**DATASET EXCERPTS**

+++

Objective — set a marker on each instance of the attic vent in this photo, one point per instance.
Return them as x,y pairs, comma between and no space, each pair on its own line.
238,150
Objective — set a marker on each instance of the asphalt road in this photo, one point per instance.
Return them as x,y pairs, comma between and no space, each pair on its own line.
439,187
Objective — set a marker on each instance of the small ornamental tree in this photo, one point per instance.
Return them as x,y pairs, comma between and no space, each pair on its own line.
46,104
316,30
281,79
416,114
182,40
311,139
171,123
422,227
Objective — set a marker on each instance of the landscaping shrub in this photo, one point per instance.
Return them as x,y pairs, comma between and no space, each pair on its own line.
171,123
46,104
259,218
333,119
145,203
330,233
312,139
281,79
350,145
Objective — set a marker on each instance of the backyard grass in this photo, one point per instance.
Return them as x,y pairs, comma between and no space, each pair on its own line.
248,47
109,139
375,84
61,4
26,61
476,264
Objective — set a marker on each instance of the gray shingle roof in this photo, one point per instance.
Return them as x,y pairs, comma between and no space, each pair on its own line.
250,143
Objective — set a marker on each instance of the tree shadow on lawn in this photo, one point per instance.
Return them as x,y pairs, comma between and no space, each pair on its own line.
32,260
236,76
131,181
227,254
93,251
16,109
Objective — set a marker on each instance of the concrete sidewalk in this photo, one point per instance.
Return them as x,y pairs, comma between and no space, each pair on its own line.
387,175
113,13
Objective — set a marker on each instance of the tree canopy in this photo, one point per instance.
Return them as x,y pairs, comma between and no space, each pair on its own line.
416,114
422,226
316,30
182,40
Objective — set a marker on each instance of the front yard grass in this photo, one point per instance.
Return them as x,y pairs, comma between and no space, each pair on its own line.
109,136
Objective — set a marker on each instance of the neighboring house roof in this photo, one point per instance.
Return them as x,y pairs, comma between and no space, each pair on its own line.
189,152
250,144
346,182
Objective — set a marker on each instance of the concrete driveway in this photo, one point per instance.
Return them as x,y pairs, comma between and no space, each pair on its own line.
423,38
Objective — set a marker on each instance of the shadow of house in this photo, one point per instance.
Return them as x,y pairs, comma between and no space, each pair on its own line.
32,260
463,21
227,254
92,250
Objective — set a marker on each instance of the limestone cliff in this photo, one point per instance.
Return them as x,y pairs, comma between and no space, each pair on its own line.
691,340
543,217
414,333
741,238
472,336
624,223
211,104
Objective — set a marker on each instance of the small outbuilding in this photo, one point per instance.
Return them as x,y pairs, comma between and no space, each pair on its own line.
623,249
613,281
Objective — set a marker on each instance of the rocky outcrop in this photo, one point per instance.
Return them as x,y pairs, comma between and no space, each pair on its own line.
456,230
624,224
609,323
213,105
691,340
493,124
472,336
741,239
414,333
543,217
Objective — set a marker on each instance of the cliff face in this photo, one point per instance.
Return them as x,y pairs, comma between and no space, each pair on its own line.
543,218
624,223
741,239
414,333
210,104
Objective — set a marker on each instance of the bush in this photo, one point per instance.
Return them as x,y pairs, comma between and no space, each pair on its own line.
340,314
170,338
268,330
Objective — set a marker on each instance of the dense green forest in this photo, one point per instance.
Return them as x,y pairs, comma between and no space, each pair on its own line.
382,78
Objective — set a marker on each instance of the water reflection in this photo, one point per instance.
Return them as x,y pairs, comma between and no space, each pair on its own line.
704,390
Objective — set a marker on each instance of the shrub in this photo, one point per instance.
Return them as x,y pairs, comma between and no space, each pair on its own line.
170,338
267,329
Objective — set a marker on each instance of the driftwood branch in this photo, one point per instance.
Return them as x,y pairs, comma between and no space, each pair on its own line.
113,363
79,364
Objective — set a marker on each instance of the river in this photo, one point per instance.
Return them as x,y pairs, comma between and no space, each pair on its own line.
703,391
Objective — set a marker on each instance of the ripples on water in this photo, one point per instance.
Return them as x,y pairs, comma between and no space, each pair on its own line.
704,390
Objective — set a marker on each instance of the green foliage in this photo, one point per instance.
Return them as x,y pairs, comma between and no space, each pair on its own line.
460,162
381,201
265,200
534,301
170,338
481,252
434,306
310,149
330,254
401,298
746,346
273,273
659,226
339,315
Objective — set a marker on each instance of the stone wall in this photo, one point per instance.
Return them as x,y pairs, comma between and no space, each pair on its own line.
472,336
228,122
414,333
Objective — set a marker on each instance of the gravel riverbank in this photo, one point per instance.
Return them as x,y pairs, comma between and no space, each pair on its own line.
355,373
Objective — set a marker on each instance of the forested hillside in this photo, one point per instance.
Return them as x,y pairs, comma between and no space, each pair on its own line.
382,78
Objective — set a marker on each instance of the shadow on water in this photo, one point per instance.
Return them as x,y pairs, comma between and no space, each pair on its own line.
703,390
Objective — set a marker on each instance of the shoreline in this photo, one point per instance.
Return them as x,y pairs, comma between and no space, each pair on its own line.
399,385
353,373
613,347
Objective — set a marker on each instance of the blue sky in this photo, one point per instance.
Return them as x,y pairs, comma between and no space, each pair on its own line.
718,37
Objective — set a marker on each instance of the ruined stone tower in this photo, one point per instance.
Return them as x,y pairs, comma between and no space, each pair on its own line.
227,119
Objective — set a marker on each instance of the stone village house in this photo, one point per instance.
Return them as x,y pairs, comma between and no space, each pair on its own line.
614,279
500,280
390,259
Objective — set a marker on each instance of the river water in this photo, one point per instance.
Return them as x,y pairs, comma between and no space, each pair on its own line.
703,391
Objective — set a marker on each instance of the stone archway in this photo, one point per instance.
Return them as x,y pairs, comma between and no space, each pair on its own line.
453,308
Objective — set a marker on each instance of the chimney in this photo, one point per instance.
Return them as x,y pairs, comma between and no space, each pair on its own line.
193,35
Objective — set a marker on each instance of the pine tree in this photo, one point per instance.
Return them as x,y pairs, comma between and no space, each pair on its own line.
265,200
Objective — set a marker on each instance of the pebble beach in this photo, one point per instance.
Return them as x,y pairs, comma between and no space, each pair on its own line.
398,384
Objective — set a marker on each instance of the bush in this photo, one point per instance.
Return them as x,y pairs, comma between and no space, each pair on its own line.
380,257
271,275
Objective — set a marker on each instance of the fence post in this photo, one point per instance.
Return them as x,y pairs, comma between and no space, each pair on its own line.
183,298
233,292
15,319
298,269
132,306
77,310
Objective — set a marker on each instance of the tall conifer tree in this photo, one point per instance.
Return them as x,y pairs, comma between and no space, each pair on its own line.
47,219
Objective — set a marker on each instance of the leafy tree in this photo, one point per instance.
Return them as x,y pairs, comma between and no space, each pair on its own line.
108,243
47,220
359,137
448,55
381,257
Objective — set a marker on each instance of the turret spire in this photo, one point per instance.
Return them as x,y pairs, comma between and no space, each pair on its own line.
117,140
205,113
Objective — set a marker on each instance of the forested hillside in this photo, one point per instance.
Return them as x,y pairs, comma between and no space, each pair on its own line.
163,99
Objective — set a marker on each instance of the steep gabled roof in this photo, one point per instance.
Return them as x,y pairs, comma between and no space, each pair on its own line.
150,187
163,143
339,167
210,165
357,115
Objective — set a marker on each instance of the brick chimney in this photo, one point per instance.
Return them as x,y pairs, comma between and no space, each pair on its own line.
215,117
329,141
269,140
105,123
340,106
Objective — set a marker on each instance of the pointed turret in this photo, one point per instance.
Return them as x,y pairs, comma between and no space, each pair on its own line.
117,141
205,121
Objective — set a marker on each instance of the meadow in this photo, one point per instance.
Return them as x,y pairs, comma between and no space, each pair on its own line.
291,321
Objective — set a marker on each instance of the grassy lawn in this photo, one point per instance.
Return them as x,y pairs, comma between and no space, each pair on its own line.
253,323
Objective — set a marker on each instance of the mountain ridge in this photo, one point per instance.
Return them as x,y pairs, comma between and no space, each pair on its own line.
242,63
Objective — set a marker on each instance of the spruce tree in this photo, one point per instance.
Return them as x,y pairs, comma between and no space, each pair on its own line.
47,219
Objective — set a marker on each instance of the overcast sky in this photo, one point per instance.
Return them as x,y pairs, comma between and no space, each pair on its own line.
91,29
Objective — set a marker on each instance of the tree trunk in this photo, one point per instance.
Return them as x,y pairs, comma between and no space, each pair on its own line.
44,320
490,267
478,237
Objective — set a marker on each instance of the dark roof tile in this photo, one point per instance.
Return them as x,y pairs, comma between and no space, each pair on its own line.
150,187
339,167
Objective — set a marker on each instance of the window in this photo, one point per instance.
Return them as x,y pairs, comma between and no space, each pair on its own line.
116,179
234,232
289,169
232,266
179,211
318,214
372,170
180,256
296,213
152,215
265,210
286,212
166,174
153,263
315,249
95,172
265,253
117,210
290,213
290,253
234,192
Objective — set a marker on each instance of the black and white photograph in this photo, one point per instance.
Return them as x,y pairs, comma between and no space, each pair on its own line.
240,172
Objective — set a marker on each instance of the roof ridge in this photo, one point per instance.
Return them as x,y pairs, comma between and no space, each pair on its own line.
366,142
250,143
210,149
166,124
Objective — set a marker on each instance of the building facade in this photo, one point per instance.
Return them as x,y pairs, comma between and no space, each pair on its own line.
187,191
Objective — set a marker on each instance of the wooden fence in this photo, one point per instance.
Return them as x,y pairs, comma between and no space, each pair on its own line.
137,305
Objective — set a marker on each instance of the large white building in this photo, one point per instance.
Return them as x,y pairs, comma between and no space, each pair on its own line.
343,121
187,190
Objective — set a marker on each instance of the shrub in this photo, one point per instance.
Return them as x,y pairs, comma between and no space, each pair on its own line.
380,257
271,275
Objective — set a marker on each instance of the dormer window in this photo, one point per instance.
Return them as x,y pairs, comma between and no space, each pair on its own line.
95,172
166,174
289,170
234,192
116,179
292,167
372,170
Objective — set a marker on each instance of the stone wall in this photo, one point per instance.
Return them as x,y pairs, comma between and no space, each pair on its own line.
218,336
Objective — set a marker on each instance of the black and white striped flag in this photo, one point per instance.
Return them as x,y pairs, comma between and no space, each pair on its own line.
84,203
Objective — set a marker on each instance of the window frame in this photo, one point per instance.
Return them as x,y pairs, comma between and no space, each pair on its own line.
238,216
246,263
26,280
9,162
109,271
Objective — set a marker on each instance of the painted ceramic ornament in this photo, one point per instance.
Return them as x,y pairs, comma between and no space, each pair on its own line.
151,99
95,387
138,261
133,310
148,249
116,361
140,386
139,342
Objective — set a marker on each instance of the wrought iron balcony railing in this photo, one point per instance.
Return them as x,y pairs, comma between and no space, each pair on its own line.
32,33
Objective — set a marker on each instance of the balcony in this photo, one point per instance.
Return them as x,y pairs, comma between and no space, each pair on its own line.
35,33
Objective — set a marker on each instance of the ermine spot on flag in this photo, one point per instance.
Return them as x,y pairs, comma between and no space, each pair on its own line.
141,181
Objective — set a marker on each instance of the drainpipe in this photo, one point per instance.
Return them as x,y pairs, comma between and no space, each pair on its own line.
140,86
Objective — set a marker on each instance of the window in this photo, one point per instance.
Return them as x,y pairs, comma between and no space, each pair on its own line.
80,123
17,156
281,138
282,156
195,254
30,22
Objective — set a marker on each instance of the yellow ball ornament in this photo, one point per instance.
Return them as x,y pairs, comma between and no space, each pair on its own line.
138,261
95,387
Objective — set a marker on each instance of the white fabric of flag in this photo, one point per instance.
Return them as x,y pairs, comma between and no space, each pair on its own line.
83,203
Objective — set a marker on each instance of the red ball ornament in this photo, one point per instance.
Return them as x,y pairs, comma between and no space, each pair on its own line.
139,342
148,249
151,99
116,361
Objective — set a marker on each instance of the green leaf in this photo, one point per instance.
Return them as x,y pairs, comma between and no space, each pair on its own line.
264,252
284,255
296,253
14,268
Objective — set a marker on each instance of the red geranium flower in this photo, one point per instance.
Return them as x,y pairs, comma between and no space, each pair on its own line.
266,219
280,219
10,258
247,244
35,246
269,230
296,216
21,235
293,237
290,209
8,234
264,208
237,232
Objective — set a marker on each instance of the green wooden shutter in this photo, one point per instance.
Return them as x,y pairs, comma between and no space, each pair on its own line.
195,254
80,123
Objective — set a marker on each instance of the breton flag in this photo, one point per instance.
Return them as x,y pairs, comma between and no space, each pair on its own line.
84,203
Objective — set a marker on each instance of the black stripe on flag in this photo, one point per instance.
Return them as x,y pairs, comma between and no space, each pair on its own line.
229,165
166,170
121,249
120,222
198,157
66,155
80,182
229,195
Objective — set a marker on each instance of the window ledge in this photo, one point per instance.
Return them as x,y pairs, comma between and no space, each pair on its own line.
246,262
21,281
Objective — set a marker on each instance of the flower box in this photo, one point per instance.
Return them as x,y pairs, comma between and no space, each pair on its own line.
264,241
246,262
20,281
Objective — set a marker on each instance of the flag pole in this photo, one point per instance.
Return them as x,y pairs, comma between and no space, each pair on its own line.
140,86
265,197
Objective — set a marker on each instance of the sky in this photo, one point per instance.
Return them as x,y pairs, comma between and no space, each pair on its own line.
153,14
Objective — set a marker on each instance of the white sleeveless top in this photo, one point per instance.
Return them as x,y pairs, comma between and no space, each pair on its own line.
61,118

+++

**BRIEF**
Only the lines from the one containing "the red ball" to the end of the data should be printed, exactly as they stand.

**THE ANSWER**
Objective — set a marker on each instance of the red ball ornament in this photo, one point per instance.
Return them as x,y pairs, comma between and no space, each pair on its own line.
139,342
148,249
151,99
116,361
Objective — set a marker on each instance of the green leaf in this photo, one point per instance.
Return them as x,y pairs, comma between and no space, each pair on its own line.
264,252
284,255
296,253
14,268
Objective — set a marker on each instance of the red geranium flower in this photo, one point per instance.
Return them as x,y pairs, comma between and no space, each pair on its own line.
266,219
280,219
10,258
247,244
35,246
269,230
296,216
21,235
293,237
290,209
8,234
264,208
237,232
Objective — set a marker on each instance of the green wooden shutter in this photo, one point per instance.
Return them as x,y pairs, comma between and no space, each pair on its own line.
195,254
80,123
Objective — set a marker on each instance of the breton flag in this photo, one point per instance.
Return them as x,y pairs, comma between and no space, each pair on its own line.
84,203
Objective — set a marker on each instance of the black stripe on flag in this photo, one point per instance.
Return them as x,y pairs, comma between and no space, each pair on its own line.
229,165
166,170
121,249
120,222
198,157
66,155
80,182
229,195
Objective — set a marker on each instance of the window ledge in this photo, one point per instance.
Return them as x,y pairs, comma between and no space, each pair on its own line.
246,262
21,281
Objective — set a marker on each instance of the flower box in this photo, one point per instance.
Return them as x,y pairs, comma between and no space, each pair on its own line.
264,241
246,262
20,281
Objective — set a marker on each instance of the flag pole in this photo, one point per instance.
Return them as x,y pairs, comma between and no space, each pair on its own line.
140,86
265,197
Objective — set a marker on each instance of the sky in this photo, one point per instance.
Return them as x,y pairs, comma between and no space, each pair on its own line.
153,14
Objective — set a marker on each instance of the white sleeveless top in this photo, one point per instance.
Return them as x,y pairs, comma between and no space, each pair on its own line.
61,118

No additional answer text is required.